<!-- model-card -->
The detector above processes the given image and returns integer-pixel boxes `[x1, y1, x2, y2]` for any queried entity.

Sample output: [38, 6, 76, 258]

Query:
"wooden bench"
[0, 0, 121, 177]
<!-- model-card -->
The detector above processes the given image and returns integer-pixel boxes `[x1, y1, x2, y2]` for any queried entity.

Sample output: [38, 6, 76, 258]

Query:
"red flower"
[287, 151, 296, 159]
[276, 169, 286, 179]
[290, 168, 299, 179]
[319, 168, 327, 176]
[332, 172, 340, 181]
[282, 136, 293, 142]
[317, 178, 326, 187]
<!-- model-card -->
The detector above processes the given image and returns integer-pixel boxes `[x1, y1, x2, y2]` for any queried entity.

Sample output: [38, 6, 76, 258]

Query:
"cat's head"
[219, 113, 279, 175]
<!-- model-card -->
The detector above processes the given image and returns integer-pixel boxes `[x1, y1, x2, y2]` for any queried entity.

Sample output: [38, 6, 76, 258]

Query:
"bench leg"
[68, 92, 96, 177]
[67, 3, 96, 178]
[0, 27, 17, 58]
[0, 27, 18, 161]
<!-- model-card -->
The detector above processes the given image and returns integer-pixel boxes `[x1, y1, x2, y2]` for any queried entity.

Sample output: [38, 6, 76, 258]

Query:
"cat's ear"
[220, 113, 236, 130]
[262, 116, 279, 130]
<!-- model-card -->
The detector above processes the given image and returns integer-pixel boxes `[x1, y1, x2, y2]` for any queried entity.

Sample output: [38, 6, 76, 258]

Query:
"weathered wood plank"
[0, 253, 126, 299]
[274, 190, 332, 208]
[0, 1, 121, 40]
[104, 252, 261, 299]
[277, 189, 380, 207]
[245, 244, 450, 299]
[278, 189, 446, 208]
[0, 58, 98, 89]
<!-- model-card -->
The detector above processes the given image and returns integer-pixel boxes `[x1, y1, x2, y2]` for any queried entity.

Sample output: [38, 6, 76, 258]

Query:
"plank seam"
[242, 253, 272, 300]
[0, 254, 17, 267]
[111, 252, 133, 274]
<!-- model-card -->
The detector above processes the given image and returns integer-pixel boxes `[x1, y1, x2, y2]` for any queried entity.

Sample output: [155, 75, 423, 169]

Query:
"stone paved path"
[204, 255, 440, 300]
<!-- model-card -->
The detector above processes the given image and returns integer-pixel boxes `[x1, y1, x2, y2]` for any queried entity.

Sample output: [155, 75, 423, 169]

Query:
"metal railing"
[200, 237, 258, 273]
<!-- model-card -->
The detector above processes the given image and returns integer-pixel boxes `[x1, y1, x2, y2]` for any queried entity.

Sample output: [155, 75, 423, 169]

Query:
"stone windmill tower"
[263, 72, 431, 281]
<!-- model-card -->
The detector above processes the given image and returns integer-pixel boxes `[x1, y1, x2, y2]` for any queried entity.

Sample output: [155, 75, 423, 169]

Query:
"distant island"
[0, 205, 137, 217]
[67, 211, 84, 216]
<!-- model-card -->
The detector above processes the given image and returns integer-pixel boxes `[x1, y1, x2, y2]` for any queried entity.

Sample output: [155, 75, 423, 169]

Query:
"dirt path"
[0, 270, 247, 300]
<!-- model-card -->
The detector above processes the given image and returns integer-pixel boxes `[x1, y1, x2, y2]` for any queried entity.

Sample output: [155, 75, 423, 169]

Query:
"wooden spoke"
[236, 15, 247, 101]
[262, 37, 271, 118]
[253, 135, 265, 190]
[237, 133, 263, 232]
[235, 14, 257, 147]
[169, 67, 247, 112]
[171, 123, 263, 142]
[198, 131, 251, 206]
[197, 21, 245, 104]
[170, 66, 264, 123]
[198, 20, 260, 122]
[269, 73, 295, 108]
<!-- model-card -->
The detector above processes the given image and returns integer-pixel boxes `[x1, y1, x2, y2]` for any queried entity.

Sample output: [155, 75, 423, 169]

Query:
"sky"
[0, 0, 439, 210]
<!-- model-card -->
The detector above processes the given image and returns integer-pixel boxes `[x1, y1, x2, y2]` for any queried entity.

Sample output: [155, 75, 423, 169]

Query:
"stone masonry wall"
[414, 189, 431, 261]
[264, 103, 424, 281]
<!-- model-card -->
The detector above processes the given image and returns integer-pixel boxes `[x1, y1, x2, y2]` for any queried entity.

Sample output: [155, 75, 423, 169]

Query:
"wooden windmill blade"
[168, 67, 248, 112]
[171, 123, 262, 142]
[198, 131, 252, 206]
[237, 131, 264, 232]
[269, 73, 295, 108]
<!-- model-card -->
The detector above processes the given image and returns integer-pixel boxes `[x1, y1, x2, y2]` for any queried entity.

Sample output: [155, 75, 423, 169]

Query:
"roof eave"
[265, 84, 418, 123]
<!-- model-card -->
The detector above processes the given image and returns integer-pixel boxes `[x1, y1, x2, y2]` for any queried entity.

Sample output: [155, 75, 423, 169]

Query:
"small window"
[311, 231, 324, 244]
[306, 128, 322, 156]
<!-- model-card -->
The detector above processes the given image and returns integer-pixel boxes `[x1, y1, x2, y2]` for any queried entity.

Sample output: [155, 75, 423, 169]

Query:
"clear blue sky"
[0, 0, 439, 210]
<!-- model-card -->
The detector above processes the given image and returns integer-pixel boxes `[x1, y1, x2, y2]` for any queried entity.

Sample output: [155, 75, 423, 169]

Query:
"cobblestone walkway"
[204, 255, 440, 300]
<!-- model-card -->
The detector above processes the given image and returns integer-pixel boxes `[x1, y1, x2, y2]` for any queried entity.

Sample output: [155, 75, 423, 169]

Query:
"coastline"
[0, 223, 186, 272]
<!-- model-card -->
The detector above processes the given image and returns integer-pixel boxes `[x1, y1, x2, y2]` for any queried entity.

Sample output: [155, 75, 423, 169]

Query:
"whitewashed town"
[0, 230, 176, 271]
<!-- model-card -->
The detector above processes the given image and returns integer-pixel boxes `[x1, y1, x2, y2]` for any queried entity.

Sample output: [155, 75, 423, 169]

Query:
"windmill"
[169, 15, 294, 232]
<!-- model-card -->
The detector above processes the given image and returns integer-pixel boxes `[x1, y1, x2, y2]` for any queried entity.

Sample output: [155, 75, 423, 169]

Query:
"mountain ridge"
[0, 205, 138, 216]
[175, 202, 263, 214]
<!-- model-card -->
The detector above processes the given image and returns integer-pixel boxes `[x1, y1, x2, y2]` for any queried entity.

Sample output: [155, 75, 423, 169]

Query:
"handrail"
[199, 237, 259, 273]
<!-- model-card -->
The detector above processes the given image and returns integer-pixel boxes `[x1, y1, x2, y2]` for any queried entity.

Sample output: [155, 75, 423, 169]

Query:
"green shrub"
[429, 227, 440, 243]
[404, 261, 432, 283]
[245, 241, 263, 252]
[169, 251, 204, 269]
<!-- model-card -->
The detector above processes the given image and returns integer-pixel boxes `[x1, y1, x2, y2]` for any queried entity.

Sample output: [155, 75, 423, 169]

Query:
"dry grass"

▬▬▬

→ **TASK ITEM**
Transcribe the data in full, keeping every detail.

→ **REPLY**
<!-- model-card -->
The detector above processes the given image and returns integer-pixel boxes `[x1, y1, x2, y2]` for any queried entity.

Sample output: [38, 6, 76, 258]

Query:
"wooden bench"
[0, 0, 121, 177]
<!-- model-card -->
The detector above processes the given image and returns integer-pixel boxes `[x1, y1, x2, y2]` for any queried entity.

Sample output: [38, 6, 76, 258]

Query:
"red flower"
[287, 151, 296, 159]
[276, 169, 286, 179]
[290, 168, 299, 179]
[319, 168, 327, 176]
[332, 172, 340, 181]
[282, 136, 293, 142]
[317, 178, 326, 187]
<!-- model-card -->
The detector above processes the given image and returns integer-pixel boxes `[x1, y1, x2, y2]` for any queried entity.

Sample output: [38, 6, 76, 258]

Query:
"cat's head"
[219, 113, 279, 175]
<!-- model-card -->
The detector above processes the given image and returns integer-pixel boxes `[x1, y1, x2, y2]` for any queried entity.

Sample output: [38, 6, 76, 258]

Query:
"bench leg"
[68, 92, 96, 177]
[67, 3, 96, 178]
[0, 27, 17, 58]
[0, 27, 18, 161]
<!-- model-card -->
The detector above processes the given image and returns integer-pixel boxes `[x1, y1, x2, y2]` for any queried entity.

Sample output: [38, 6, 76, 258]

Query:
"cat's ear"
[220, 113, 236, 130]
[262, 116, 279, 130]
<!-- model-card -->
The detector above processes the given image and returns integer-pixel boxes `[x1, y1, x2, y2]` for any queried entity.

Sample output: [38, 6, 76, 258]

Query:
"weathered wood plank"
[0, 253, 126, 299]
[274, 190, 332, 208]
[0, 1, 121, 40]
[104, 252, 261, 299]
[277, 189, 380, 207]
[245, 244, 450, 299]
[278, 189, 446, 208]
[0, 58, 98, 89]
<!-- model-card -->
The detector above processes the given image and returns integer-pixel boxes `[x1, y1, x2, y2]` for any queried entity.

Sample output: [38, 6, 76, 258]

Query:
"plank seam"
[242, 253, 272, 300]
[0, 254, 17, 267]
[111, 252, 133, 274]
<!-- model-card -->
The detector above processes the given image and returns integer-pixel boxes `[x1, y1, x2, y2]` for any queried entity.

Sample output: [155, 75, 423, 169]

Query:
"stone paved path"
[204, 255, 440, 300]
<!-- model-card -->
The detector above processes the given image and returns integer-pixel boxes `[x1, y1, x2, y2]` for any queried entity.

Sample output: [155, 75, 423, 169]

Query:
"metal railing"
[200, 237, 258, 273]
<!-- model-card -->
The detector above processes the given image and returns integer-pixel boxes `[x1, y1, x2, y2]` for any queried entity.

Sample output: [155, 75, 423, 169]

Query:
"stone windmill tower"
[263, 72, 431, 281]
<!-- model-card -->
The detector above processes the given image and returns integer-pixel boxes `[x1, y1, x2, y2]` for any queried entity.

Sample output: [155, 75, 423, 169]

Query:
"distant island"
[0, 205, 137, 217]
[67, 211, 84, 216]
<!-- model-card -->
The detector above processes the given image and returns integer-pixel boxes `[x1, y1, x2, y2]` for any queried entity.

Sample output: [155, 75, 423, 169]

Query:
"dirt path"
[0, 270, 247, 300]
<!-- model-card -->
The detector above processes the given image and returns integer-pixel boxes `[x1, y1, x2, y2]` for any queried entity.

Sample output: [155, 75, 423, 169]

Query:
"wooden spoke"
[236, 15, 247, 101]
[262, 37, 271, 118]
[253, 135, 265, 190]
[237, 133, 263, 232]
[235, 14, 257, 147]
[169, 67, 247, 112]
[171, 123, 263, 142]
[198, 131, 251, 206]
[197, 21, 245, 104]
[170, 66, 264, 123]
[198, 20, 260, 122]
[269, 73, 295, 108]
<!-- model-card -->
The detector above processes the given image and returns integer-pixel boxes `[x1, y1, x2, y2]` for any queried entity.

Sample output: [155, 75, 423, 169]

Query:
"sky"
[0, 0, 439, 210]
<!-- model-card -->
The detector above processes the given image and returns integer-pixel boxes `[x1, y1, x2, y2]` for any queried entity.

Sample output: [155, 75, 423, 169]

Query:
"stone masonry wall"
[414, 189, 431, 261]
[264, 103, 424, 281]
<!-- model-card -->
The detector above processes the given image and returns integer-pixel boxes `[x1, y1, x2, y2]` for any queried entity.

Sample output: [155, 75, 423, 169]

Query:
"wooden windmill blade"
[168, 67, 248, 112]
[171, 123, 262, 142]
[198, 131, 252, 206]
[237, 131, 264, 232]
[269, 73, 295, 108]
<!-- model-card -->
The detector above processes the given image and returns integer-pixel boxes `[x1, y1, x2, y2]` for any queried entity.

Sample output: [155, 75, 423, 169]

Query:
"roof eave"
[265, 84, 418, 123]
<!-- model-card -->
The detector above processes the given image and returns integer-pixel boxes `[x1, y1, x2, y2]` for any queried entity.

Sample output: [155, 75, 423, 169]

Query:
"small window"
[311, 231, 324, 244]
[306, 128, 322, 156]
<!-- model-card -->
The detector above processes the given image and returns integer-pixel boxes `[x1, y1, x2, y2]` for any queried entity.

Sample output: [155, 75, 423, 169]

Query:
"clear blue sky"
[0, 0, 439, 210]
<!-- model-card -->
The detector above processes the given image and returns integer-pixel boxes `[x1, y1, x2, y2]` for any queried entity.

Sample output: [155, 75, 423, 169]

Query:
"cobblestone walkway"
[204, 255, 440, 300]
<!-- model-card -->
The detector above processes the given image and returns integer-pixel boxes `[x1, y1, x2, y2]` for any queried entity.

Sample output: [155, 75, 423, 169]

Query:
"coastline"
[0, 223, 186, 272]
<!-- model-card -->
The detector above processes the given image and returns integer-pixel boxes `[x1, y1, x2, y2]` for any queried entity.

Sample output: [155, 75, 423, 169]

Query:
"whitewashed town"
[0, 230, 176, 271]
<!-- model-card -->
The detector above processes the given image and returns integer-pixel boxes `[x1, y1, x2, y2]` for any queried entity.

Sample output: [155, 75, 423, 169]

Query:
"windmill"
[169, 15, 294, 232]
<!-- model-card -->
The detector above processes the given image and returns integer-pixel boxes `[x1, y1, x2, y2]` for any queried entity.

Sample output: [155, 75, 423, 169]

Query:
"mountain ridge"
[0, 205, 138, 216]
[175, 202, 263, 214]
<!-- model-card -->
The detector above processes the given image and returns integer-pixel boxes `[x1, y1, x2, y2]` for any queried entity.

Sample output: [155, 75, 423, 169]

Query:
"handrail"
[199, 237, 259, 273]
<!-- model-card -->
The detector above processes the given image and returns integer-pixel boxes `[x1, y1, x2, y2]` for any queried entity.

Sample output: [155, 75, 423, 169]

Query:
"green shrub"
[429, 227, 440, 243]
[404, 261, 432, 283]
[245, 241, 263, 252]
[169, 251, 204, 269]
<!-- model-card -->
The detector above processes the given image and returns integer-pixel boxes `[x1, y1, x2, y2]` for any queried entity.

Sample output: [155, 75, 423, 169]

Query:
"dry grass"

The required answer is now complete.